- **PROBLEMS AND TASKS**
A – In the thread on relabeling shirts, how much does tscapparel.com charge per shirt to relabel?
B – Please extend the thread on relabeling shirts, picking up after its last post.

- **DOCUMENT TEXT**
★ ★ ★ ★ ★ ★ ★

# $3 to relabel



## Itsallaboutp (May 5, 2015)

I found a local dry cleaner that will relabel for $3 all I have to do is have the labels made is this expensive for this service?


----------



## EricDeem (May 7, 2011)

It depends on the type of relabeling. Seems a little high but for single pieces at a time it's not too bad.

EDIT: It also depends on if it is sewn over tape or under tape. In other words is going to be sewn into the shirt like the factory label or is going to be sewn on top of the collar seam.


----------



## Itsallaboutp (May 5, 2015)

Dekay317 said:


> It depends on the type of relabeling. Seems a little high but for single pieces at a time it's not too bad.
> 
> EDIT: It also depends on if it is sewn over tape or under tape. In other words is going to be sewn into the shirt like the factory label or is going to be sewn on top of the collar seam.


I am going to have to find out which method he is going to do


----------



## porkchopharry (Mar 4, 2012)

$3 PER LABEL?

That's SUPER expensive. If you want to go with a woven label, ask your t-shirt supplier how much they charge. If you supply your own labels then your shirt distributor will charge you around 25 cents or so to remove the old labels and sew your new one in.


----------



## splathead (Dec 4, 2005)

Yeah, the norm is no more than 50 cents. tscapparel.com will relabel shirts purchased from their Cincinatti warehouse for 30 cents each.


----------



## Rookie Rise (Mar 27, 2009)

You can save a ton by doing these yourself and it's really easy to do. I bought a pretty high quality used machine A Bernina... I taught myself how to sew on my tags thanks to everyones favorite college... Youtube! $3 is seems really expensive considering you can do it yourself for fairly cheap with very little seamstress skills needed. You can easily relabel 40-50 shirts an hour. Or screen print your tags on if you have a screen press. $3 just seems high per label.

★ ★ ★ ★ ★ ★ ★

- **SUPPLIED DATA**

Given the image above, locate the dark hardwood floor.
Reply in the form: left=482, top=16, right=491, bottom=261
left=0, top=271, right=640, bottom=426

★ ★ ★ ★ ★ ★ ★

- **ANSWERS BELOW**
A – 30 cents per shirt.

B –
----------



## Itsallaboutp (May 5, 2015)

Ok thanks everyone also I wanted to know if $3 is also a bad price for labeling snapbacks. I had some snapbacks made from China turned out great but was just wondering if I can get them done here I can save time (they take about 15 days to complete an order)


----------



## porkchopharry (Mar 4, 2012)

$3 per label is nutty. That's 75% of the cost of a high quality, made in the USA, black t-shirt blank! 

Look on craigslist for a seamstress or something. Probably much cheaper. 

Personally I prefer to remove the tag and screen print my own label in. But I print also.

However, AA hoodies and tanks have the labels sewn in differently so I can only cut those labels out super close to the seam. BUT...I'm teaching myself to sew as well. The things you do to evolve as a business are crazy sometimes!


----------



## Evilspock (Mar 11, 2014)

We take out the original tag and screen in a custom tag.


----------



## TSwindall (Mar 15, 2012)

do any other distributors offer the same relabeling service?


----------



## williekid (Apr 22, 2009)

I've never dealt with relabeling and many of times I have just wanted to purchase tear away labels and screen print my own, but wow @splathead. That's a great one for stitched labels. Thanks for that info.


----------



## gnizitigid (Jan 23, 2007)

There are many distributors if you will search internet and also offer very less price, $3 is too much for this work


----------



## Itsallaboutp (May 5, 2015)

They probably have minimums. I've seen places where you have to buy like 500-1000 labels


----------



## Domenic (Jun 15, 2015)

I am going to buy garments without labels. I will print my labels on the outside, bottom hem...I want people to know who's garments they are. The young people today leave tag on the garments they wear...it's their status thing.


----------



## kimura-mma (Jul 26, 2008)

Domenic said:


> I am going to buy garments without labels.


Where can you buy garments without labels?


----------



## Domenic (Jun 15, 2015)

There are many wholesale fenders who sell garments without labels.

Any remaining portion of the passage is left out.